A block of data:
-*-*-

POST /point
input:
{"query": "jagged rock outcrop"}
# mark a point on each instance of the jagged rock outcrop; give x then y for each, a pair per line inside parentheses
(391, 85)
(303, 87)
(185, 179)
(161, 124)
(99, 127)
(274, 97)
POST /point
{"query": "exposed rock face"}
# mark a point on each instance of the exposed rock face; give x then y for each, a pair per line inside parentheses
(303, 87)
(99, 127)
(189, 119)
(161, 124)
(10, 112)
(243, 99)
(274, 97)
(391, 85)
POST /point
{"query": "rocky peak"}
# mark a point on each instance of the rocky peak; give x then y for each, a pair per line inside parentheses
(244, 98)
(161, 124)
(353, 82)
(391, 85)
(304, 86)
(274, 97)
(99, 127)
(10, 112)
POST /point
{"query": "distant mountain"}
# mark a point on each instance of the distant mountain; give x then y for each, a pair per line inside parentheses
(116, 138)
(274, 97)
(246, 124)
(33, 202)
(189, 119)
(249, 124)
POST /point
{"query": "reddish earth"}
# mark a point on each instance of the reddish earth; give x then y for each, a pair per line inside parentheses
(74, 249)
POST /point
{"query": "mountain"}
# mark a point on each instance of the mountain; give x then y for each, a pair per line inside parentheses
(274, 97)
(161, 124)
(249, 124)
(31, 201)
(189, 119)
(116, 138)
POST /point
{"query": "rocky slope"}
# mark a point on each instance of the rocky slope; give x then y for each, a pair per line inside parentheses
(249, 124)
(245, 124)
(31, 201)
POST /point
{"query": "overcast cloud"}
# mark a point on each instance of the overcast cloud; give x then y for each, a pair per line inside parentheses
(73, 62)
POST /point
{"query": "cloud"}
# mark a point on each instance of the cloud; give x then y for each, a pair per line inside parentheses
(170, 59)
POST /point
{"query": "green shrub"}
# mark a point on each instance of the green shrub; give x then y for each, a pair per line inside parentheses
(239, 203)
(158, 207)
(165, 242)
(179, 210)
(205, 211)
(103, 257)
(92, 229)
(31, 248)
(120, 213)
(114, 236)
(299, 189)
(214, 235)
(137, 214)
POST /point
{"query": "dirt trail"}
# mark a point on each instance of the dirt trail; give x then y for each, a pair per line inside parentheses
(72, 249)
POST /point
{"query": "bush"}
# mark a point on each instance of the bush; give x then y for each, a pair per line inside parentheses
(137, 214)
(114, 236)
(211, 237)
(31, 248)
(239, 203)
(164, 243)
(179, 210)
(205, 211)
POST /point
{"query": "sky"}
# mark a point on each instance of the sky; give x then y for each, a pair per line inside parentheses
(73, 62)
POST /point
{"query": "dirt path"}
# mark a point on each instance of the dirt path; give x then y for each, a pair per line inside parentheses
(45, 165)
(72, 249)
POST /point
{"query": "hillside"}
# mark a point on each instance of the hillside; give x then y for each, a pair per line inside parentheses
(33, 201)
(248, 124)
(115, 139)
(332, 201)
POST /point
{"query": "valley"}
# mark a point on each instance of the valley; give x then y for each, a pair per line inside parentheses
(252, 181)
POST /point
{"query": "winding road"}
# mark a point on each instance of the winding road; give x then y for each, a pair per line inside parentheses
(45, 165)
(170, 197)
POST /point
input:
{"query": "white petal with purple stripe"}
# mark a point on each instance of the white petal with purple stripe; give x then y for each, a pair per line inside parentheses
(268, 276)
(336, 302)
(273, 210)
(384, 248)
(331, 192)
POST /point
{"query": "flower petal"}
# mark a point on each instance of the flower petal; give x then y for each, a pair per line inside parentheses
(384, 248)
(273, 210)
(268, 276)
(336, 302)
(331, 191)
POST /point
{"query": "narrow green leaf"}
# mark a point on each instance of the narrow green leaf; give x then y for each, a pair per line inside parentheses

-*-*-

> [DO THIS]:
Tally the lines of the records above that contain the string "cloud", treating uppercase and lowercase as different. Give only the number.

> [FINAL ANSWER]:
4